Work to complete: Repeat the entries below exactly. Begin with the first line and end with the line that contains "Target = wildflower field".

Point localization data

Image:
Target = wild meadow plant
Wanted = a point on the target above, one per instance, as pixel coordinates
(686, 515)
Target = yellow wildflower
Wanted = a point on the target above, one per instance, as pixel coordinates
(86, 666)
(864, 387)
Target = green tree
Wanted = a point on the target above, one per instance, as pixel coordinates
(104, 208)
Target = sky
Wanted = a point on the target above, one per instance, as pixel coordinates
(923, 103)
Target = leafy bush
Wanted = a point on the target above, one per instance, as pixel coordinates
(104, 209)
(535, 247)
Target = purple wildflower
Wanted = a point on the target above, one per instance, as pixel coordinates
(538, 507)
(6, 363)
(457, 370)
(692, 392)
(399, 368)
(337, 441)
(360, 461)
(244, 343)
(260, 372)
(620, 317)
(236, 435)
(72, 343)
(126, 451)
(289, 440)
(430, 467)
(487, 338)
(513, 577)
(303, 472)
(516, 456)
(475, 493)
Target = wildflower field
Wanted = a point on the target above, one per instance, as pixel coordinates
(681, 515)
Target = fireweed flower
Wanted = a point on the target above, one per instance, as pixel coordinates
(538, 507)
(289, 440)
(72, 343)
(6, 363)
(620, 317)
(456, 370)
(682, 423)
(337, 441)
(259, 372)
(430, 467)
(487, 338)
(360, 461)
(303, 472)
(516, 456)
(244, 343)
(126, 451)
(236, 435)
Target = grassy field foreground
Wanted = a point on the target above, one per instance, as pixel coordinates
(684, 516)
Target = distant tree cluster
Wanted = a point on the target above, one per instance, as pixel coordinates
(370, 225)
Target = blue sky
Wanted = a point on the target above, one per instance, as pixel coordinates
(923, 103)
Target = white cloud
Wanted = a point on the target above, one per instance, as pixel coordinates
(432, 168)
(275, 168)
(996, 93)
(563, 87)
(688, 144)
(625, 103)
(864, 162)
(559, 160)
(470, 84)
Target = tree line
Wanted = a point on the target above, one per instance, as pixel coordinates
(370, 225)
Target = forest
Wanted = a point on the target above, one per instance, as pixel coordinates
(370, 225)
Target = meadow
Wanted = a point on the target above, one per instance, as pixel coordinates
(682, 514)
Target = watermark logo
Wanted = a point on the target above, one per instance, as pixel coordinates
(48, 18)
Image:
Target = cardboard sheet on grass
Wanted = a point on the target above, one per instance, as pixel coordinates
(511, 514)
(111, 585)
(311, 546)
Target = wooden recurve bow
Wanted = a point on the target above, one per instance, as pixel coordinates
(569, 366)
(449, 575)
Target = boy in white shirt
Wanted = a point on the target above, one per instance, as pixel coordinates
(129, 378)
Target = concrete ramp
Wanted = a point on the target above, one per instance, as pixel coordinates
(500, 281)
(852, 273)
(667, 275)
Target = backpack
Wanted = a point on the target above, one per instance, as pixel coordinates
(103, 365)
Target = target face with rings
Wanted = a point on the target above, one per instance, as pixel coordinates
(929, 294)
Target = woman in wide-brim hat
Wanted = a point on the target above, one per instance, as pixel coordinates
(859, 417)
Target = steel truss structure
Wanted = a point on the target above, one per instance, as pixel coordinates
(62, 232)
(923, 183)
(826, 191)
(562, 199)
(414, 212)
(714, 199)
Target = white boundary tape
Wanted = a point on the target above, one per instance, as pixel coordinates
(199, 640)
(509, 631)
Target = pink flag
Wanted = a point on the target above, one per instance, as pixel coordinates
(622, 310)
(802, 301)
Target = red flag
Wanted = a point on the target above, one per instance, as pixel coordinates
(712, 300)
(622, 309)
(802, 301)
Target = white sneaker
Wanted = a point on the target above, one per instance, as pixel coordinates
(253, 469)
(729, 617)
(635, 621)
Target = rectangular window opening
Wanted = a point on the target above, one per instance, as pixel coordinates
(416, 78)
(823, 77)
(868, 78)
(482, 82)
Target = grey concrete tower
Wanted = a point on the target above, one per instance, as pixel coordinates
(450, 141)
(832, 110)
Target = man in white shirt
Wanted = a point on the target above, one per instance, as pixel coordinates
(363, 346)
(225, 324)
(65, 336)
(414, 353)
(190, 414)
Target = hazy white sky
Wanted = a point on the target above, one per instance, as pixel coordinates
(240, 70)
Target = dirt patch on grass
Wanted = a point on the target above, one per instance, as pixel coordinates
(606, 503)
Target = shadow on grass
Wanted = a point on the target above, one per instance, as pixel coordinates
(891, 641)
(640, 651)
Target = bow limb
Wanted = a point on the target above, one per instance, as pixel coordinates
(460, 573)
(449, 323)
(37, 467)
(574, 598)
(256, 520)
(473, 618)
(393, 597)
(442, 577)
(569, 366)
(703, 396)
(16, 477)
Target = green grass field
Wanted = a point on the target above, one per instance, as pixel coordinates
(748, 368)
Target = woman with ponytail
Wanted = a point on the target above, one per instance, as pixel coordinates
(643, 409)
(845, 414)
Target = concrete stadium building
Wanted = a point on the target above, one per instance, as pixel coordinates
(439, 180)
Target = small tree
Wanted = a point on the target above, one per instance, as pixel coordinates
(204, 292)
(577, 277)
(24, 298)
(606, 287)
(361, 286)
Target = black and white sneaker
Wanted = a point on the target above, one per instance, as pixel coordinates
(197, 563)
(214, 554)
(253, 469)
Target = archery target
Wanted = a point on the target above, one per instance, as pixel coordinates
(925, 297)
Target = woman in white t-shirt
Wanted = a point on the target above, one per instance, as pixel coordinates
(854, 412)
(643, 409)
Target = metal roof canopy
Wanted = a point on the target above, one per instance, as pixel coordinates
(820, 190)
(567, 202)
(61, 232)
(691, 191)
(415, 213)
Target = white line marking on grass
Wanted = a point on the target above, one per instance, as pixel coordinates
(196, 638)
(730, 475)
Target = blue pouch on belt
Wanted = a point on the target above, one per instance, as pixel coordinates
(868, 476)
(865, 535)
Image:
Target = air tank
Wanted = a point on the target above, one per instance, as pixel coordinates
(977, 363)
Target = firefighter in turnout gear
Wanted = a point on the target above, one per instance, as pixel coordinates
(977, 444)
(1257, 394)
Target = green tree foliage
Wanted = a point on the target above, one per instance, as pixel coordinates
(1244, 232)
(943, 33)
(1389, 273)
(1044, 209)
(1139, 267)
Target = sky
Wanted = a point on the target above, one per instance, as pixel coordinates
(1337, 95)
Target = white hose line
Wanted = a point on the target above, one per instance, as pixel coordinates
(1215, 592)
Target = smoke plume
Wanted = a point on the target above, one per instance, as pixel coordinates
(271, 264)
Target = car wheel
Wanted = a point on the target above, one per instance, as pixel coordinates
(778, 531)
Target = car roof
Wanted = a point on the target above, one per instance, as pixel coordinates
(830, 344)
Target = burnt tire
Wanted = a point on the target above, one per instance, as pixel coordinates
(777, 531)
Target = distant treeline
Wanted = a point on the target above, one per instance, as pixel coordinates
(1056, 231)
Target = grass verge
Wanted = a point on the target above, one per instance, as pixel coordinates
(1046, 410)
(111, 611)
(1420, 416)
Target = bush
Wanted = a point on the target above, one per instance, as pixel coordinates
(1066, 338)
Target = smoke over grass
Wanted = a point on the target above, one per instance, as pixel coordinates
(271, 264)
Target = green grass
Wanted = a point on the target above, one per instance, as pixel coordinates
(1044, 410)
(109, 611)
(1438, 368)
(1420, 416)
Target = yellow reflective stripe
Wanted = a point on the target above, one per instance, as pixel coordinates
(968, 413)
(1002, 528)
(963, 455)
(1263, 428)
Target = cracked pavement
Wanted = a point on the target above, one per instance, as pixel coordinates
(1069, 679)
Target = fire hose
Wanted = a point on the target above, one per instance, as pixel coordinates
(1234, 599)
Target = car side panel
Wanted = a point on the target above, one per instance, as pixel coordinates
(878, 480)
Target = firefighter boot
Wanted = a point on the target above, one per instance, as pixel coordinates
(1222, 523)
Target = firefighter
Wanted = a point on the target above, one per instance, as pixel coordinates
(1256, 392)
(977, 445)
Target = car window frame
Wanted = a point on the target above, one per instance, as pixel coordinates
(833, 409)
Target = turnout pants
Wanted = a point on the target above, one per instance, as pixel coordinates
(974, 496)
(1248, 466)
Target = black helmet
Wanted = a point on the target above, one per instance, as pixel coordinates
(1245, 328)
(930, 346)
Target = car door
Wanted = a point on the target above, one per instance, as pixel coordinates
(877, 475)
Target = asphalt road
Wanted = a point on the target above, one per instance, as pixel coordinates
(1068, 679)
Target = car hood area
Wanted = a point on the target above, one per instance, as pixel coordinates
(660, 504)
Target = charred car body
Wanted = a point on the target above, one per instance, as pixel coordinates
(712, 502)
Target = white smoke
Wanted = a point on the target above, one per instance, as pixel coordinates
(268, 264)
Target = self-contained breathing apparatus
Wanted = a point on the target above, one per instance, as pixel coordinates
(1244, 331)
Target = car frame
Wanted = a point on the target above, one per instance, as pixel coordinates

Exercise output:
Image:
Target = wild meadow plant
Wanted = a point on the target above, one per instance, as pixel coordinates
(686, 515)
Target = yellow wildflower
Wanted = a point on the target above, one per instance, as pixel coordinates
(86, 666)
(864, 387)
Target = green tree
Wanted = a point on the target above, one per instance, as pixel coordinates
(104, 208)
Target = sky
Wanted = a point on the target above, one per instance, as pixel coordinates
(923, 103)
Target = leafy bush
Wanted = a point on the target above, one per instance, as pixel coordinates
(104, 209)
(535, 247)
Target = purple wildflower
Wanted = a point on the target above, one per instance, as pixel coordinates
(538, 507)
(6, 363)
(457, 370)
(692, 392)
(399, 368)
(337, 441)
(360, 461)
(244, 343)
(260, 372)
(620, 317)
(236, 435)
(72, 343)
(126, 451)
(289, 440)
(430, 467)
(487, 338)
(513, 577)
(303, 472)
(516, 456)
(475, 493)
Target = wildflower field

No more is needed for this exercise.